● **REQUIRED WORK**
Copy out the entries exactly, from the first line to the last.

● **RECORDS**
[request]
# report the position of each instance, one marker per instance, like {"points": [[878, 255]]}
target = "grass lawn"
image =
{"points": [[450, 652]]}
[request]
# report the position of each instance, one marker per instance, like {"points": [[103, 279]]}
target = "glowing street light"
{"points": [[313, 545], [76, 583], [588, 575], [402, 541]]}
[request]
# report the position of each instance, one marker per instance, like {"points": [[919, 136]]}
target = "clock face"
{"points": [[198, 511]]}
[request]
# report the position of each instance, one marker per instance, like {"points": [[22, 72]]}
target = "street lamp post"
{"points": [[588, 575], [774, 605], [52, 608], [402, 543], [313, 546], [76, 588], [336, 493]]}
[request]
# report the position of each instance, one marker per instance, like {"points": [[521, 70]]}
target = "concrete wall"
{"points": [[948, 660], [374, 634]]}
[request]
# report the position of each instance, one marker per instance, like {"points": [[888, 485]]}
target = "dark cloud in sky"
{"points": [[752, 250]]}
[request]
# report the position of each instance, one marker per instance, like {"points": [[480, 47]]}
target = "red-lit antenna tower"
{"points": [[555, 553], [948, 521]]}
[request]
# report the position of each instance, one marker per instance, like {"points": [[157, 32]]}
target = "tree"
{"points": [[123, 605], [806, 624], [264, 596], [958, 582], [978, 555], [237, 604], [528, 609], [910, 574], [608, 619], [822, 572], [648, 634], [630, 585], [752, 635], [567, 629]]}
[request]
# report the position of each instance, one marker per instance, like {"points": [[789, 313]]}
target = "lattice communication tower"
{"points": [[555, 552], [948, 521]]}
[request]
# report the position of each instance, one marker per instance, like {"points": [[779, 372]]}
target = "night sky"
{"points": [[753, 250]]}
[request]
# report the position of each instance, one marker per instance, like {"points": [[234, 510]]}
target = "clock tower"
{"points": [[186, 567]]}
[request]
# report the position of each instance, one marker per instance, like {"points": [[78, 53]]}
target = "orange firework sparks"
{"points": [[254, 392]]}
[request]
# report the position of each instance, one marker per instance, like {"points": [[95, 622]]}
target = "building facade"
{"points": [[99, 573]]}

● **OUTPUT OF THE EXERCISE**
[request]
# report the position of each instance, one marker per instance, like {"points": [[878, 255]]}
target = "grass lawn"
image =
{"points": [[450, 652]]}
[request]
# report the position of each instance, one marker per instance, like {"points": [[103, 279]]}
target = "glowing street light"
{"points": [[313, 545], [76, 583], [588, 575], [402, 541]]}
[request]
# report the position of each instance, one marker per instance, like {"points": [[919, 136]]}
target = "clock face"
{"points": [[198, 511]]}
[request]
# report the position of each instance, one marker per instance, like {"points": [[22, 72]]}
target = "street lamp post"
{"points": [[588, 575], [774, 605], [52, 608], [402, 543], [313, 546], [76, 588], [336, 493]]}
[request]
# report the position of each instance, one marker per instance, like {"points": [[521, 70]]}
target = "concrete wall"
{"points": [[948, 660], [374, 634]]}
[request]
# report the position of each instance, one marker per instance, like {"points": [[888, 485]]}
target = "dark cloud in sky"
{"points": [[752, 250]]}
[request]
# report the position of each instance, one marker per instance, like {"points": [[480, 47]]}
target = "red-lit antenna tower"
{"points": [[555, 553], [948, 521]]}
[request]
# report the position of each instance, one marker per instance, like {"points": [[157, 32]]}
target = "tree"
{"points": [[123, 605], [806, 624], [264, 596], [958, 582], [978, 555], [237, 604], [528, 609], [910, 574], [608, 619], [822, 572], [648, 634], [630, 585], [752, 635], [567, 629]]}
[request]
# report the position of each instance, one marker per instance, like {"points": [[789, 313]]}
target = "lattice communication tower"
{"points": [[555, 552], [948, 521]]}
[request]
# report the position of each instance, one marker per instance, like {"points": [[779, 372]]}
target = "night sky"
{"points": [[753, 250]]}
[request]
# report the position of each instance, one marker per instance, like {"points": [[234, 510]]}
target = "clock tower"
{"points": [[186, 567]]}
[request]
# report the position of each instance, one marker per instance, like {"points": [[78, 53]]}
target = "orange firework sparks"
{"points": [[254, 392]]}
[request]
# report the position of each instance, one marker per instance, like {"points": [[95, 622]]}
target = "building facade"
{"points": [[99, 573]]}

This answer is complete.